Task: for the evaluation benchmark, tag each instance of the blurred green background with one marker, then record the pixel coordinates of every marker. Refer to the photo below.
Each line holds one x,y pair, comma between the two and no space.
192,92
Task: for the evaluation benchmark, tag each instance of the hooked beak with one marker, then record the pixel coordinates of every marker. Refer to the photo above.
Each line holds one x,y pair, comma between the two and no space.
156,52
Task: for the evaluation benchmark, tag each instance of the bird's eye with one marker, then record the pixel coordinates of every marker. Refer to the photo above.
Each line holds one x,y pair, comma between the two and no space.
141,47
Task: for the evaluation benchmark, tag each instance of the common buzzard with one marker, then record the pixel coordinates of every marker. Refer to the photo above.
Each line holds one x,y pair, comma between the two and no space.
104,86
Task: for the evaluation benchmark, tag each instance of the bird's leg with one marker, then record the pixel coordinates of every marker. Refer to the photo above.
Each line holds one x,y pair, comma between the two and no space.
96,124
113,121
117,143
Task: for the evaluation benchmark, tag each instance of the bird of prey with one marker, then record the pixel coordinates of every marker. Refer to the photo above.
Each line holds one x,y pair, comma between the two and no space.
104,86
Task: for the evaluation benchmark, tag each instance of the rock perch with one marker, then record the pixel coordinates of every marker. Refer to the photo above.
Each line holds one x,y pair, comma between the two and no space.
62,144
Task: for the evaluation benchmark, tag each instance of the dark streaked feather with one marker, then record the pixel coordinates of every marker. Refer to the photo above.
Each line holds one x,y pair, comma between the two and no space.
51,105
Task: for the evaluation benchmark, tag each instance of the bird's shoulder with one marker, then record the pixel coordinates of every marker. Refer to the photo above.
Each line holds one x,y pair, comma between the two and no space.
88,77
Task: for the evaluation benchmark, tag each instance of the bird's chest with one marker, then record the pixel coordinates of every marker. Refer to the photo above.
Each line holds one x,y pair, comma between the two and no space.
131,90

Task requirements -
Could you add 70 to each pixel coordinate in the answers, then write out again every line of the records from the one holding "of the rock" through the end of the records, both ends included, leaving the request lines unchanged?

Written answer -
Task: for the evaluation benchmark, tag each instance of the rock perch with one marker, then record the pixel coordinates of every marker. Refer to the photo above.
Each line holds one x,y pair, comma between the two and no space.
132,214
Task: for the evaluation benchmark, tag each instance of the dark streaked feather with one marker, then record the pixel coordinates of every marker. Refer to the photo above.
Each line holds one x,y pair, comma between the two and no space.
121,175
Task: for the evaluation benchmark, tag each instance of the bird's shoulder with one marker, then record the pixel coordinates of every marker. Refer to the photo above.
Each line holds one x,y pair, comma between the two and no space.
158,147
Task: for the evaluation benchmark, tag each instance of the bird's chest with one marker, then record the pixel coordinates of every marker. Refer to the photo above.
Each line holds one x,y pair, comma between the two and no space.
201,160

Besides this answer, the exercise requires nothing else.